Aim of the task: Set down the entries exactly as they appear, apart from the images, which stay out.
______
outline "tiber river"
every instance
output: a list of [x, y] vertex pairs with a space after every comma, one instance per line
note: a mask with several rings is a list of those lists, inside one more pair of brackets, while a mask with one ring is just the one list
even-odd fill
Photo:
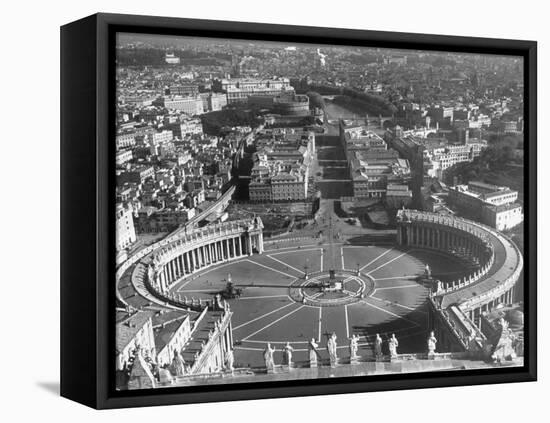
______
Response to the task:
outline "tiber river"
every instance
output: a list of [x, y] vertex pairs with a space after every comma, one instance per line
note: a mask with several rings is a list of those lists, inside one more pair of brackets, while a mask with one ring is just the one list
even-odd fill
Photo:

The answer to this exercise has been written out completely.